[START EXTRACTED RECORDS]
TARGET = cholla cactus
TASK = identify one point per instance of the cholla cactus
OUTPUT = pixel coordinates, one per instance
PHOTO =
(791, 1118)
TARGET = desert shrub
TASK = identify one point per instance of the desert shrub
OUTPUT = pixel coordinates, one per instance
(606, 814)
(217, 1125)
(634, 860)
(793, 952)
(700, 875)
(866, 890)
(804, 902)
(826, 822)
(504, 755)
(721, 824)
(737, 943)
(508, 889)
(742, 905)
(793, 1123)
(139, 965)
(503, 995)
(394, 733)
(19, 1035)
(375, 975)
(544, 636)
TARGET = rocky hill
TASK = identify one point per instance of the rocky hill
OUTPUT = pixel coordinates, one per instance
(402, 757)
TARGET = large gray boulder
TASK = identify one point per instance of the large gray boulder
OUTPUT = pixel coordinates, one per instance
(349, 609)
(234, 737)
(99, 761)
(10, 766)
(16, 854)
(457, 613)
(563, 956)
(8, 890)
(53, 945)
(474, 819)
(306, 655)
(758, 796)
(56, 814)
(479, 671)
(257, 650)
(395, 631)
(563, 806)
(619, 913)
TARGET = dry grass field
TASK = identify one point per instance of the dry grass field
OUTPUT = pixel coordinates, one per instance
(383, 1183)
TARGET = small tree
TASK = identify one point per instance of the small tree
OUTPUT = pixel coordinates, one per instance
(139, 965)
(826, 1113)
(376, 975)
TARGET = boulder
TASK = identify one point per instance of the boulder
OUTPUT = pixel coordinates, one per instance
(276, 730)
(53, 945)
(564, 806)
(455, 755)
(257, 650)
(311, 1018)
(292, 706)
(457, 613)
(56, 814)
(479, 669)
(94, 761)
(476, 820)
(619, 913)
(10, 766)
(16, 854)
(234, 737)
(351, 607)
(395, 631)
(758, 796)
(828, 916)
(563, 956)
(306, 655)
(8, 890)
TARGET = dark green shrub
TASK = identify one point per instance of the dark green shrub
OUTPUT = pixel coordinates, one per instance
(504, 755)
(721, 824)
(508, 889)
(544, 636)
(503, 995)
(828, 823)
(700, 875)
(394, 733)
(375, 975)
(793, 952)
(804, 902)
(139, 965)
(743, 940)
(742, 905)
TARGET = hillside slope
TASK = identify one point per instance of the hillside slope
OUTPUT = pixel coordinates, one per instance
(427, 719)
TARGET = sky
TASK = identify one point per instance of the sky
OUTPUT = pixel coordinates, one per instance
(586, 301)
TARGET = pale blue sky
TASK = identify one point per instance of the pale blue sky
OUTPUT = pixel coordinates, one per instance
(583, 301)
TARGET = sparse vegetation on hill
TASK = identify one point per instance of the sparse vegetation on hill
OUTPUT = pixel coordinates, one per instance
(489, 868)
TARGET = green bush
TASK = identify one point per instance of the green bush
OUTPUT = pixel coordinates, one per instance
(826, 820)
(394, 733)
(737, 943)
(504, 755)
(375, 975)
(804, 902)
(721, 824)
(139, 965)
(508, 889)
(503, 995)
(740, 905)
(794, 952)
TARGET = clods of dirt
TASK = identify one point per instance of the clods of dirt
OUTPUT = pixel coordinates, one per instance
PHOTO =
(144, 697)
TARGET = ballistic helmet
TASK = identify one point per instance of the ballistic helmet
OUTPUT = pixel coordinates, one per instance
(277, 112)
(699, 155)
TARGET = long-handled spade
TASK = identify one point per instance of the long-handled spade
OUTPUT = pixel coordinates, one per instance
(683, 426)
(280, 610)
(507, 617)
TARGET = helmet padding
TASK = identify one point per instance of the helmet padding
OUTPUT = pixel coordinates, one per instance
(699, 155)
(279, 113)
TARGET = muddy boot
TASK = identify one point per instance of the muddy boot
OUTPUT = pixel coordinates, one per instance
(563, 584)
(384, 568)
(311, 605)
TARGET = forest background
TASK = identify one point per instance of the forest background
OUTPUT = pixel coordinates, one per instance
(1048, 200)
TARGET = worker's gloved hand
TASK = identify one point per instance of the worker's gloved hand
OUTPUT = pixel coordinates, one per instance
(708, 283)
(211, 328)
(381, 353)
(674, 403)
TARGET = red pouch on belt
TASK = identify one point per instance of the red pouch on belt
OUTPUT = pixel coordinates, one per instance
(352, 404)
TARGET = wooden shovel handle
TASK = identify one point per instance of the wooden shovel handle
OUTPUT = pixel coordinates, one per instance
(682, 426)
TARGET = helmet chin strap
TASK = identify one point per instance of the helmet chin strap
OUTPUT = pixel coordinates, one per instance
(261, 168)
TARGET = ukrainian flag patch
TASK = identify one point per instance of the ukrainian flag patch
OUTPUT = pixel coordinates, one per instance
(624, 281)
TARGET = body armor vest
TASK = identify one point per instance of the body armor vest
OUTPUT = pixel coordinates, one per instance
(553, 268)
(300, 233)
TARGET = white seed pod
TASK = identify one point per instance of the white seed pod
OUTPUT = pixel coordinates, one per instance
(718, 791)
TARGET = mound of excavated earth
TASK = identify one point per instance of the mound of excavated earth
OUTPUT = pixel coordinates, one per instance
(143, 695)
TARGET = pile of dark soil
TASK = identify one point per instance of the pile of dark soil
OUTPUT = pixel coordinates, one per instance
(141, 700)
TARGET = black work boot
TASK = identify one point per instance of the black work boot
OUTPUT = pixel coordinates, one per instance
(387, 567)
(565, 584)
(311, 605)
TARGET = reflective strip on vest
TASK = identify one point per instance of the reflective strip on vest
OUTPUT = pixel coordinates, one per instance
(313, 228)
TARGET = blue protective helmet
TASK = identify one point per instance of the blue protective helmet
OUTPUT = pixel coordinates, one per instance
[END EXTRACTED RECORDS]
_DIRECTION_
Can you rescale the rows from the line containing "TARGET = black work boot" through the end of the rows, repeating every line including the requests, but with each pixel coordinate in the answers multiplied by 0.5 and rounded to a whole number, halves rounding up?

_ANSWER TO THIS EXERCISE_
TARGET = black work boot
TASK = identify one point per instance of the black work boot
OUTPUT = pixel coordinates, one per instance
(194, 284)
(283, 292)
(156, 303)
TARGET = reflective strip on vest
TASK = identify one point per instance of the reflective strip on vest
OUTPUT = pixel coordinates, one per instance
(157, 114)
TARGET = blue protective helmet
TASK = identify one point per instance of the blue protective helmet
OUTPUT = pixel coordinates, one per instance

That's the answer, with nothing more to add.